## [Excerpt]

In a statement given to Amnesty International, Herman Wallace described how he was misdiagnosed with a stomach fungus after experiencing chronic weight loss. "Had I been monitored for my hepatitis C bi-annually, as is standard care, this cancer could have been caught and treated months or even years ago."
I had heard of the Angola 3 as a young radical, but became familiar with Wallace's story through the documentary Herman's House. The film follows the evolving friendship and collaboration between artist Jackie Sumell and Wallace. After some correspondence and phone conversation, Jackie decides she wants to work with Wallace to design his dream house, create a model of it for exhibition, and then build the real thing.
The documentary is moving and beautiful. I wonder whether the vast canvas of Wallace's imagination makes his cell -- 4 paces deep by 3 paces wide -- feel larger or smaller; and what it means for Jackie to struggle so hard to construct a house for a friend who may never come home.
We often talk of connecting the dots of militarism here at War Times. I've tried, in somewhat theoretical terms, to do so in different posts. Let me take another stab at it.
Militarism is the belief that you can occupy a people's spirit, that you can force love into line at a checkpoint. Militarism is the belief you can incarcerate the imagination, that you can murder the movement, that a servant of the people stops when she takes her last breath.
Living, like dying, has its own rhythm, its own heartbeat. Herman Wallace's heart is still beating. Still beating in all of us.

## [Work to be completed]
From the Herman Wallace excerpt, pull out the passage that begins at the words "We often talk" and stops after "her last breath.", copying it word for word. The items come from a separate source.

## [Supplied information]
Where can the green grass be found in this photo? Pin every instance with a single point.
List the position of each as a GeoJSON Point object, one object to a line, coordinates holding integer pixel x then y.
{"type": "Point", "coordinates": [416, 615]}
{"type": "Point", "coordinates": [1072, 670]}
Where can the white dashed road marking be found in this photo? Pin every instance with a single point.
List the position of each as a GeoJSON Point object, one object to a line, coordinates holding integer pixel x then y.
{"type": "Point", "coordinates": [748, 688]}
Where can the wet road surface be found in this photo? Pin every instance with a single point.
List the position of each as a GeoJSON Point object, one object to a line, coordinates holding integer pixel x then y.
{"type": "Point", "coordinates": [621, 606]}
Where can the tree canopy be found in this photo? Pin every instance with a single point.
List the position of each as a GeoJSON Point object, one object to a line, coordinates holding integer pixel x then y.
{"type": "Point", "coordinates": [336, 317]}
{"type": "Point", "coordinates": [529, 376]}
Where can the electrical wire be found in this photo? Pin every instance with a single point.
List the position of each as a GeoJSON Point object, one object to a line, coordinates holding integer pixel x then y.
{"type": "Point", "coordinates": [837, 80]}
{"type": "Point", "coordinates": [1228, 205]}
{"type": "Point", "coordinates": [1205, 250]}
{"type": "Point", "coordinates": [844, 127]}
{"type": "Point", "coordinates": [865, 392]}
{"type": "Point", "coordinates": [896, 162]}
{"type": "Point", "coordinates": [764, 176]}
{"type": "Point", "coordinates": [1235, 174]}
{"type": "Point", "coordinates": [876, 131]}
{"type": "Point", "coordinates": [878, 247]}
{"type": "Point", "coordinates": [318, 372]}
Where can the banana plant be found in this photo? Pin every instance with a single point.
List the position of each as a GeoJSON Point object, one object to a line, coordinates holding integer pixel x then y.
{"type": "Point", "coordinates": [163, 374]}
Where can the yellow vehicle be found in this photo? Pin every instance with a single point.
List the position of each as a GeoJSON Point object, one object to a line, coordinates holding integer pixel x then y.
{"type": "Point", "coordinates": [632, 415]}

==

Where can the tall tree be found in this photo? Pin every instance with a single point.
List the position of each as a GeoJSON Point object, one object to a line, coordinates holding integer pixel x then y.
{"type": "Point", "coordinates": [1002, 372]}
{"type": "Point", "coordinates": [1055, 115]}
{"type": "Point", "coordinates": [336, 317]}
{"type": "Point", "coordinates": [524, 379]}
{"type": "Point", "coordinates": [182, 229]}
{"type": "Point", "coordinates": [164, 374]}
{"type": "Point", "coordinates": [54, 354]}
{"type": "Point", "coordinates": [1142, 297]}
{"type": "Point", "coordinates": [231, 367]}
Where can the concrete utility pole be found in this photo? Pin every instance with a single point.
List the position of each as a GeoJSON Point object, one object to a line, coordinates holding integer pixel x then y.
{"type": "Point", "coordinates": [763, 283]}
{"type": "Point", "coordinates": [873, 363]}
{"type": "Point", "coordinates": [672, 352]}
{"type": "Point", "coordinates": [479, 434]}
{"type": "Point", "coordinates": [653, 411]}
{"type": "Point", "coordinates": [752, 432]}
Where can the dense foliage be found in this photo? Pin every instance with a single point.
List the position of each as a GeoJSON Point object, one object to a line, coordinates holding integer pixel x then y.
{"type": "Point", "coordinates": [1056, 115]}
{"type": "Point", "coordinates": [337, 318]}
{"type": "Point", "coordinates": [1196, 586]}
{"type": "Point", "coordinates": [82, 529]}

---

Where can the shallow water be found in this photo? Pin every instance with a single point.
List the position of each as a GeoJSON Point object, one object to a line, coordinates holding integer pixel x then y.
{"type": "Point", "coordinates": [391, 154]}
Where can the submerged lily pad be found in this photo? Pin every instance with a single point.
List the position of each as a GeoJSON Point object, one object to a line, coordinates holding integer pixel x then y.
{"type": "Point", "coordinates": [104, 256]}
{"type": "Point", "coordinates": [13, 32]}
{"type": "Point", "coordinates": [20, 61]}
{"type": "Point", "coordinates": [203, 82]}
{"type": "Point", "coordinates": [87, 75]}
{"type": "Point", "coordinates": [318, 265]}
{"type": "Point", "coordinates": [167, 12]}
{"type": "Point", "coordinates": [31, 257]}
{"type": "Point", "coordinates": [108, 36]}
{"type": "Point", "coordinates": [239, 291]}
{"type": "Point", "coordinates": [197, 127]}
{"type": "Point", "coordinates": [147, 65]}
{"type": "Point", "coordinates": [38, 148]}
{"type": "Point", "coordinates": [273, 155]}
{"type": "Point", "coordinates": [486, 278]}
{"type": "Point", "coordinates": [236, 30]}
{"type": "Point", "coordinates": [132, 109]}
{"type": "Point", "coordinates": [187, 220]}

## [Answer to the problem]
We often talk of connecting the dots of militarism here at War Times. I've tried, in somewhat theoretical terms, to do so in different posts. Let me take another stab at it.
Militarism is the belief that you can occupy a people's spirit, that you can force love into line at a checkpoint. Militarism is the belief you can incarcerate the imagination, that you can murder the movement, that a servant of the people stops when she takes her last breath.